**Task details:** Present each line of the listing below as a Markdown table with the columns "No." and "Entry", numbering the rows in order and omitting blank lines.

————

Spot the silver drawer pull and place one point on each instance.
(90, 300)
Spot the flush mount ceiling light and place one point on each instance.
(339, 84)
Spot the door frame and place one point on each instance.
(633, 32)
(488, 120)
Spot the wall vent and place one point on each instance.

————

**Solution to the exercise:**
| No. | Entry |
|---|---|
| 1 | Spot the silver drawer pull and place one point on each instance. |
| 2 | (90, 300) |
| 3 | Spot the flush mount ceiling light and place one point on each instance. |
| 4 | (339, 84) |
| 5 | Spot the door frame and place one point on each instance. |
| 6 | (633, 32) |
| 7 | (488, 120) |
| 8 | Spot the wall vent and place one point on each instance. |